Gib den Abschnitt von „Eine einfache Mehrheit“ bis „des EU-Parlaments überstand.“ aus dem Lesetext über die neue EU-Kommission wortgetreu wieder.

> **Lesetext**:
========================

Neue EU-Kommission: Die Schlüsselakteure an Europas Spitze
Präsidentin Ursula von der Leyen bekommt heute für ihr Team vom EU-Parlament grünes Licht. Welche ihrer Kommissare künftig Europas Politik prägen werden.
Wer sind sie – jene 27 Frauen und Männer, die ab Sonntag die Geschicke Europas maßgeblich beeinflussen werden? Mit einmonatiger Verspätung erhalten Ursula von der Leyen und ihre 26 Kommissare (ein britischer fehlt) heute in Straßburg endlich den Startbefehl vom Europäischen Parlament.
Eine einfache Mehrheit der EU-Parlamentarier genügt. Die steht schon fest, seit in der Vorwoche der letzte Kommissarskandidat, der Ungar Oliver Varhelyi, das Hearing des EU-Parlaments überstand.

========================

> **Gegebene Angaben**:
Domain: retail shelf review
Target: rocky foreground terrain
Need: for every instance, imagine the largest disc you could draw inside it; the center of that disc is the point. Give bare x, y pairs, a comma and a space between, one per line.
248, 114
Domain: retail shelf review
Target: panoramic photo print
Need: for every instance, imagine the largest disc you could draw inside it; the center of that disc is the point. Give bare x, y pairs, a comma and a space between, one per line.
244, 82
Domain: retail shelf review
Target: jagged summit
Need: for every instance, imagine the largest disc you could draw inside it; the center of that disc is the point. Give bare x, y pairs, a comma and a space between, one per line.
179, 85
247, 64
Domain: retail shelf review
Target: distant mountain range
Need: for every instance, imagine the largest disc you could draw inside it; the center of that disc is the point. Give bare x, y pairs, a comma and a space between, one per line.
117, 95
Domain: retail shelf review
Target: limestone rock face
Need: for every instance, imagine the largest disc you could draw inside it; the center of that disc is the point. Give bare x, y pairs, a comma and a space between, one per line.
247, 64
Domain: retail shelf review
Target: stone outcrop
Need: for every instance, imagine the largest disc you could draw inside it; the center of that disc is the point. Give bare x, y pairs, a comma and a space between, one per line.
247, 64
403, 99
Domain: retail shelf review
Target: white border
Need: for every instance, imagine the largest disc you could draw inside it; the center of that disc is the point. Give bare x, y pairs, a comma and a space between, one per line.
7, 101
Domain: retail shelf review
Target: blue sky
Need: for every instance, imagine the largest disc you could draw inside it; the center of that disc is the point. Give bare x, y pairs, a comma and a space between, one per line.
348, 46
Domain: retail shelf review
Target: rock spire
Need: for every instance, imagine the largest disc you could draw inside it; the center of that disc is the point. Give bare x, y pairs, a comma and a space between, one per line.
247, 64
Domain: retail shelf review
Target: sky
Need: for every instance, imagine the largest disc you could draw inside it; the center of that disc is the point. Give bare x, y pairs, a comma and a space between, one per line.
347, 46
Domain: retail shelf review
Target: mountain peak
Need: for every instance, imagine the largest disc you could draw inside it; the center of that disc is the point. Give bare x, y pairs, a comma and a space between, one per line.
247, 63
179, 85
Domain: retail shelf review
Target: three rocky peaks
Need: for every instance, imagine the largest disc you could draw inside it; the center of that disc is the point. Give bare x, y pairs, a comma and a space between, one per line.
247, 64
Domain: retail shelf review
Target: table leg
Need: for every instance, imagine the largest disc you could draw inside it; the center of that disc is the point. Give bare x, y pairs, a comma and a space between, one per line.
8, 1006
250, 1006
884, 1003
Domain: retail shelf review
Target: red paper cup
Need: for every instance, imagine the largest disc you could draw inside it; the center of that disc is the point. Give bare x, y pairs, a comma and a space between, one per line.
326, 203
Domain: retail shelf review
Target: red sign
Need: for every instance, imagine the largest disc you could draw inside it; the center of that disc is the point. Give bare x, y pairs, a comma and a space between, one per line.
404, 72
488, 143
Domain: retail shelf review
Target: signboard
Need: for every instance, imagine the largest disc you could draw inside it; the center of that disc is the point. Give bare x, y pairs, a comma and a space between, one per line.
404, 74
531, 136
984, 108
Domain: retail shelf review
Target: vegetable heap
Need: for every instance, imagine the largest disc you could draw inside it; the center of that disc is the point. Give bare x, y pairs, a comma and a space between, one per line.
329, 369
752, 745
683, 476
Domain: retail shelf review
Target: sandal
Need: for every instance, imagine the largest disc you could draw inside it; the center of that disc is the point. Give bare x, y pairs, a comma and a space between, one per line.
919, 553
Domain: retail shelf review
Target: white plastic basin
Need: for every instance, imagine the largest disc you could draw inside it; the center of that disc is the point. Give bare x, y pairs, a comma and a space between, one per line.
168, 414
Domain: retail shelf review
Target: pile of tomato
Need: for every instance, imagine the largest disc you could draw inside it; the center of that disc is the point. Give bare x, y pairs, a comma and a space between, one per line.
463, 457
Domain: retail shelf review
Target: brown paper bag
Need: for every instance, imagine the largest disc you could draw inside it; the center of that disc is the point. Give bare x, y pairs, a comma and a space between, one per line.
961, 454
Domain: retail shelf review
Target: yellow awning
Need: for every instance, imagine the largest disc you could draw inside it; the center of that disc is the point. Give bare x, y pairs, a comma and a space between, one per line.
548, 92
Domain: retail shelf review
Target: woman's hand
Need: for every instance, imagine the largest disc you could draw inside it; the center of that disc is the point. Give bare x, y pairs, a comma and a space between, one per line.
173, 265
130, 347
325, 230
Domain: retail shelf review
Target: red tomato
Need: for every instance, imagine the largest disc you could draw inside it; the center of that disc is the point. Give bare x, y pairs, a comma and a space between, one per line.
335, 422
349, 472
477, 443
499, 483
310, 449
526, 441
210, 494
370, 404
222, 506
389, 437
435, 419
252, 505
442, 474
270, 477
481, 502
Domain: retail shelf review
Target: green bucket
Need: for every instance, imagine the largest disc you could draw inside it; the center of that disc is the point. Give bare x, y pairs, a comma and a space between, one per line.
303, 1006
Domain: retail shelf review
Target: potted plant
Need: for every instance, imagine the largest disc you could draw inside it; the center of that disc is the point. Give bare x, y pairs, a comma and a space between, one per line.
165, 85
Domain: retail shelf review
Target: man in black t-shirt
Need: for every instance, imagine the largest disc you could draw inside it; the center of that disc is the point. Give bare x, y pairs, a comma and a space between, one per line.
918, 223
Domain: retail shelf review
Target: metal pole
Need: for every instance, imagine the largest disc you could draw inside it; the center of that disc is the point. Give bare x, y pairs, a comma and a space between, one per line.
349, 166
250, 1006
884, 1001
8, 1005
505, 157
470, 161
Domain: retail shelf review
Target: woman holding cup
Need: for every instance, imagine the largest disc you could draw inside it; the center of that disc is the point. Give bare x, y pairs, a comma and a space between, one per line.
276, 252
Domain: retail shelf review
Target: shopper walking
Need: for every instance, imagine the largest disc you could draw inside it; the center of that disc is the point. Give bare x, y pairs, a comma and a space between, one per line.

========================

> **Lösung**:
Eine einfache Mehrheit der EU-Parlamentarier genügt. Die steht schon fest, seit in der Vorwoche der letzte Kommissarskandidat, der Ungar Oliver Varhelyi, das Hearing des EU-Parlaments überstand.